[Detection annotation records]
....
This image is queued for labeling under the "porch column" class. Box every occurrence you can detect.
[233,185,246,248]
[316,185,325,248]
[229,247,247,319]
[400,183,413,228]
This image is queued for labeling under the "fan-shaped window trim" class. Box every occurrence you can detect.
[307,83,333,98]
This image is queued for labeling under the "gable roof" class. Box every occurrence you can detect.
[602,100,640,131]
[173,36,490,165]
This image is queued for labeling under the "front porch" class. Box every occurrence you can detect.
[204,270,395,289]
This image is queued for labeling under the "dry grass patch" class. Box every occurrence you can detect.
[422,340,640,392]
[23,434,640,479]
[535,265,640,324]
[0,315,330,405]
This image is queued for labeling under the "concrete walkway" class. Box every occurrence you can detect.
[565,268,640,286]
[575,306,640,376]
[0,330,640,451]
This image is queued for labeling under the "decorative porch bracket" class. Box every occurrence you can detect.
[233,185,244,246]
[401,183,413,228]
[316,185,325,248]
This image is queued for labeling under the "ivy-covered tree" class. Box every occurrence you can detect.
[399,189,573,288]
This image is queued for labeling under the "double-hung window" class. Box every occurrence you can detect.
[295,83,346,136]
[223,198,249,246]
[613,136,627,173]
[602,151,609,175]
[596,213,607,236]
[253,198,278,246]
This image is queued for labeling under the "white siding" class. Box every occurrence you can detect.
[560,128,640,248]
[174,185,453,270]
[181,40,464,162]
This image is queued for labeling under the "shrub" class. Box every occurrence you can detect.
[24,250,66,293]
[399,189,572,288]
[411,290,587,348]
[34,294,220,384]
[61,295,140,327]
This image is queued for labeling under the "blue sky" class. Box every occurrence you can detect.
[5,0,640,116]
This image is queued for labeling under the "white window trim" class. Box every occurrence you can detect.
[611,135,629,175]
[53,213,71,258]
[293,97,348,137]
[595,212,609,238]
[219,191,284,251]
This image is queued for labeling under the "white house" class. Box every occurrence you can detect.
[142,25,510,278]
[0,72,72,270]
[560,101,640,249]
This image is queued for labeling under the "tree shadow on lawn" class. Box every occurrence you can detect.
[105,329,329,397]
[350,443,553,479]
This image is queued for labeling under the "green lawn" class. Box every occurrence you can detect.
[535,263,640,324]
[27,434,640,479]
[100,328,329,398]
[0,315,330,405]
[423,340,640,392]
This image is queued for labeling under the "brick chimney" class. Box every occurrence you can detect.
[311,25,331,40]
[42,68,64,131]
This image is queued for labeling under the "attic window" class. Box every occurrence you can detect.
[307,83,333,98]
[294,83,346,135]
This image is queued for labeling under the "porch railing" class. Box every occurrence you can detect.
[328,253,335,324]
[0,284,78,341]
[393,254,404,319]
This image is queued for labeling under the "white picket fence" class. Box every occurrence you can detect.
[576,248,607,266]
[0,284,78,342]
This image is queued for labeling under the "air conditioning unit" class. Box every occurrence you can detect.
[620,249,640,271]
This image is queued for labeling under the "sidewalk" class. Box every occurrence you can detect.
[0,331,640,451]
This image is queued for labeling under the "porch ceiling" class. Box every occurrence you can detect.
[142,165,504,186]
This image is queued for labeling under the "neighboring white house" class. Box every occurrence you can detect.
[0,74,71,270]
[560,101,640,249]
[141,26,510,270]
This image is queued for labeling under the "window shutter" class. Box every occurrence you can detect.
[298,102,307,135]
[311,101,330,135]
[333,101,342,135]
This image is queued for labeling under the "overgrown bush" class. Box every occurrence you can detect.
....
> **Task statement**: List every line in the records above that contains the string "window".

> **Written reply**:
This image is queued for labeling under the "fan-shaped window trim" class. Box every occurrence you can detect.
This image is queued for labeling under the "double-hung window" class. Box every occurrence you can detect.
This image is queued for labeling under the "white window trim" class. Box every occurrence you can detect.
This image is queued for labeling under the "attic window" class. Box every occurrence you can detect.
This image is queued for labeling under the "window shutter" class. Box every occurrence you can detect.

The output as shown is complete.